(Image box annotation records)
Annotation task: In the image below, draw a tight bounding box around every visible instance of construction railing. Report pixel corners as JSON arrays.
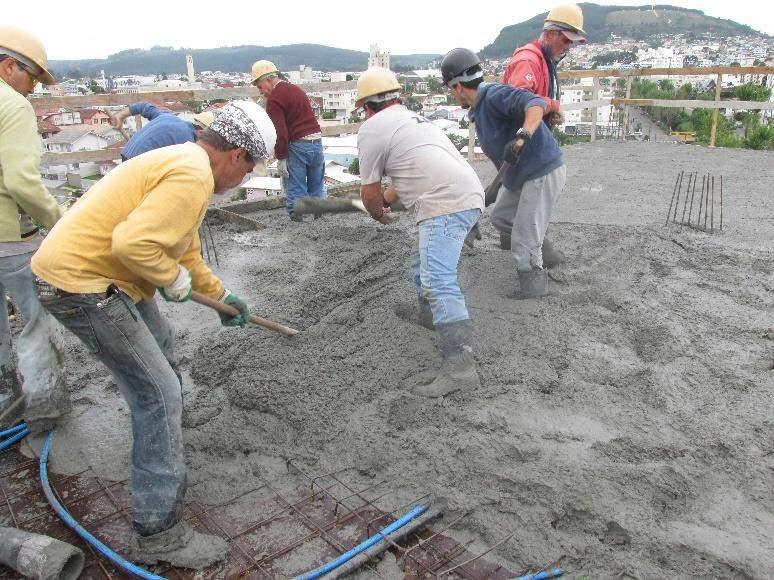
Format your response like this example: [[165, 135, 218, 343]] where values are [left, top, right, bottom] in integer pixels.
[[31, 66, 774, 165], [557, 66, 774, 147]]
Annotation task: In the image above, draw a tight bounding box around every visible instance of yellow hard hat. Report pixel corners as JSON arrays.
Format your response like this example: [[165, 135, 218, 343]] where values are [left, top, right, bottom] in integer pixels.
[[355, 66, 402, 107], [0, 26, 56, 85], [543, 4, 586, 39], [194, 111, 215, 127], [250, 60, 279, 84]]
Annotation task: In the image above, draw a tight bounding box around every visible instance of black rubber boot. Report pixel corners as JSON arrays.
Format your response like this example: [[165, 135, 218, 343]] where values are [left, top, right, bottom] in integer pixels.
[[414, 320, 481, 397], [519, 268, 548, 298], [544, 238, 565, 268], [500, 232, 565, 268], [23, 379, 72, 434], [394, 300, 435, 330], [132, 522, 228, 570]]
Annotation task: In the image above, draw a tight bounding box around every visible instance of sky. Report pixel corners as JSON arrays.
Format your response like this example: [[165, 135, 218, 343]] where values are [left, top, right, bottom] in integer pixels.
[[3, 0, 774, 60]]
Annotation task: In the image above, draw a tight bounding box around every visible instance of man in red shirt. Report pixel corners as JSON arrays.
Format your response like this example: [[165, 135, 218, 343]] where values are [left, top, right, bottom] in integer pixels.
[[252, 60, 325, 222], [500, 4, 586, 268]]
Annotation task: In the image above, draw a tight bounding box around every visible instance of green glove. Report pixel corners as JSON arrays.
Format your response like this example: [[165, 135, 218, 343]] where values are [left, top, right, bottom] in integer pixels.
[[219, 292, 250, 327]]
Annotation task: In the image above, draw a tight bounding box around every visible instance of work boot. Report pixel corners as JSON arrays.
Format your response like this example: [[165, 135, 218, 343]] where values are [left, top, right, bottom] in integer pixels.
[[132, 521, 228, 570], [22, 380, 72, 434], [544, 238, 564, 268], [414, 320, 481, 397], [395, 300, 435, 330], [500, 232, 565, 268], [519, 268, 548, 298]]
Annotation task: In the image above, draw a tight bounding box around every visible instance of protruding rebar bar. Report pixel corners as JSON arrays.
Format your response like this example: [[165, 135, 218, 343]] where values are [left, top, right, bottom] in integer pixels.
[[710, 175, 715, 232], [688, 171, 699, 227], [720, 175, 723, 232], [704, 173, 709, 232], [696, 175, 707, 227], [664, 171, 683, 226], [680, 173, 693, 226], [672, 171, 683, 222]]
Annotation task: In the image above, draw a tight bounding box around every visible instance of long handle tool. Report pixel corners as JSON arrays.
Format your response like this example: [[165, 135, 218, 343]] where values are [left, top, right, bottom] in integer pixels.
[[191, 292, 298, 336]]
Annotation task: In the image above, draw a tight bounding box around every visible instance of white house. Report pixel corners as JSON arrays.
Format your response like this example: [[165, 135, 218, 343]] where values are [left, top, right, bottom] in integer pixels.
[[320, 89, 357, 123], [239, 176, 282, 201]]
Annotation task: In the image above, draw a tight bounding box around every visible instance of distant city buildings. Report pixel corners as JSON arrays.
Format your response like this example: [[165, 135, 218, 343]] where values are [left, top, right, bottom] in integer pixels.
[[368, 44, 390, 68]]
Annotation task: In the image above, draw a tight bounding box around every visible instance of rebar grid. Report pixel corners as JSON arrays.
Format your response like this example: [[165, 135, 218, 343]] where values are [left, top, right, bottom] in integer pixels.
[[289, 462, 515, 580], [0, 451, 513, 580]]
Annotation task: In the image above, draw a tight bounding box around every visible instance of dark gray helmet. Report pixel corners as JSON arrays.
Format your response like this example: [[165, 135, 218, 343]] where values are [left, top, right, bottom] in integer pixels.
[[441, 48, 481, 85]]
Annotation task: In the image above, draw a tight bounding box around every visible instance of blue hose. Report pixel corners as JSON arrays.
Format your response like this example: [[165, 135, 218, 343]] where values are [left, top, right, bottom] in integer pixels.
[[0, 423, 30, 451], [0, 423, 27, 437], [295, 504, 430, 580], [516, 568, 564, 580], [40, 432, 164, 580]]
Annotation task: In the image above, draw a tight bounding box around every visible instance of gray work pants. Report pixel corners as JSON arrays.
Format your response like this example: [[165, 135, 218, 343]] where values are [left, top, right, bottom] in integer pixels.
[[0, 252, 70, 419], [40, 290, 186, 536], [491, 165, 567, 272]]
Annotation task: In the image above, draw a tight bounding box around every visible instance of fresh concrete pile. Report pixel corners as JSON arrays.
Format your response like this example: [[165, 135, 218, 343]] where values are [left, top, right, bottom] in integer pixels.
[[38, 143, 774, 578]]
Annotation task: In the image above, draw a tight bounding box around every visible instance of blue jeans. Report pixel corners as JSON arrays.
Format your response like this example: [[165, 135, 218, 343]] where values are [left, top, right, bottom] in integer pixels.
[[283, 139, 325, 212], [40, 287, 186, 536], [0, 252, 70, 420], [412, 209, 481, 326]]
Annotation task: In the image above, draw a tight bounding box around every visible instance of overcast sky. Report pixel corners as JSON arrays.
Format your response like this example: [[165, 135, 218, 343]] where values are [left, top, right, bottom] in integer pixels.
[[3, 0, 774, 60]]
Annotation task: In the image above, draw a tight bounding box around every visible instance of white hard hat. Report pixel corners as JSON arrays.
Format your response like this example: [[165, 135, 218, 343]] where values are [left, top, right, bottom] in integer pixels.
[[209, 100, 277, 160]]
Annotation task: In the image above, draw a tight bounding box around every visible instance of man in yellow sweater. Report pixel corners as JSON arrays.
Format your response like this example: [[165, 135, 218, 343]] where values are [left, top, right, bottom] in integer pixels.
[[32, 101, 276, 569], [0, 26, 70, 431]]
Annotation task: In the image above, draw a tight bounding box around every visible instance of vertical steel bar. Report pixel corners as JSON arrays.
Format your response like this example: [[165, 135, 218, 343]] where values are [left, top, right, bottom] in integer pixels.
[[696, 175, 707, 228], [672, 171, 690, 223], [704, 173, 709, 232], [680, 173, 693, 226], [664, 171, 683, 226], [710, 175, 715, 232], [720, 175, 723, 232], [688, 171, 699, 227]]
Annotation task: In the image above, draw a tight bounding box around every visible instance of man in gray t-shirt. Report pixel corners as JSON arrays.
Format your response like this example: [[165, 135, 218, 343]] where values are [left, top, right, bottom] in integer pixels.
[[357, 68, 484, 397]]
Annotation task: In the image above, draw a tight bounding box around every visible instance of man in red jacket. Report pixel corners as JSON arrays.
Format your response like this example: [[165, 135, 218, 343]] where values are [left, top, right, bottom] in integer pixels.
[[500, 4, 586, 268], [503, 4, 586, 127], [252, 60, 325, 222]]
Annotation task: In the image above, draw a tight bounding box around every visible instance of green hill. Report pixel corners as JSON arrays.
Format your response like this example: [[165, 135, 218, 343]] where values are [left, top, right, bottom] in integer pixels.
[[51, 44, 439, 77], [480, 2, 766, 58]]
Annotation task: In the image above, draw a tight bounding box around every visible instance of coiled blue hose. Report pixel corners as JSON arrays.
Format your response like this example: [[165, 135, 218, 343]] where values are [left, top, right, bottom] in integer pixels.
[[295, 504, 430, 580], [0, 423, 30, 451], [516, 568, 564, 580], [40, 431, 164, 580]]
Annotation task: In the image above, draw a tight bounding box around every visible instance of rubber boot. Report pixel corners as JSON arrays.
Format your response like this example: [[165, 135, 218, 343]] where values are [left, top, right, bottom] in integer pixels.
[[0, 527, 84, 580], [519, 268, 548, 298], [500, 232, 565, 268], [132, 522, 228, 570], [23, 380, 72, 434], [544, 238, 565, 268], [414, 320, 481, 397], [395, 300, 435, 330], [500, 232, 511, 250]]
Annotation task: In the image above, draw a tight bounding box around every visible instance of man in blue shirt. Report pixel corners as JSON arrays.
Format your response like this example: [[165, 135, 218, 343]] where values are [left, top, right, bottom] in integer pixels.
[[110, 102, 214, 161], [441, 48, 567, 298]]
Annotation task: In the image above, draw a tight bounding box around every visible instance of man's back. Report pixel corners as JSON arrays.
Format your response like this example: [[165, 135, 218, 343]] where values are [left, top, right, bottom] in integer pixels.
[[358, 105, 483, 221], [123, 104, 196, 159]]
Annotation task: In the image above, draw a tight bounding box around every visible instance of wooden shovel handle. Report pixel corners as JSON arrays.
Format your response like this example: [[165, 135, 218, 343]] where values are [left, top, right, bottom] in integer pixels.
[[191, 292, 298, 336]]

- **PROBLEM DESCRIPTION**:
Can you rewrite the part of the data that opens with the line containing "hill. Report pixel corners as JSON arrays." and closes with the line containing "[[51, 44, 439, 77], [480, 2, 766, 58]]", replacing "green hill" with "grassy slope" and leaving everything else the same?

- **OUTPUT FOR THIS EXERCISE**:
Annotation task: In the image above, draw a tight bounding box around every visible instance of grassy slope. Report pixel corners as JSON arrays.
Format your response like this example: [[165, 135, 218, 343]] where values are [left, top, right, bottom] in integer pixels.
[[51, 44, 439, 77], [480, 2, 766, 58]]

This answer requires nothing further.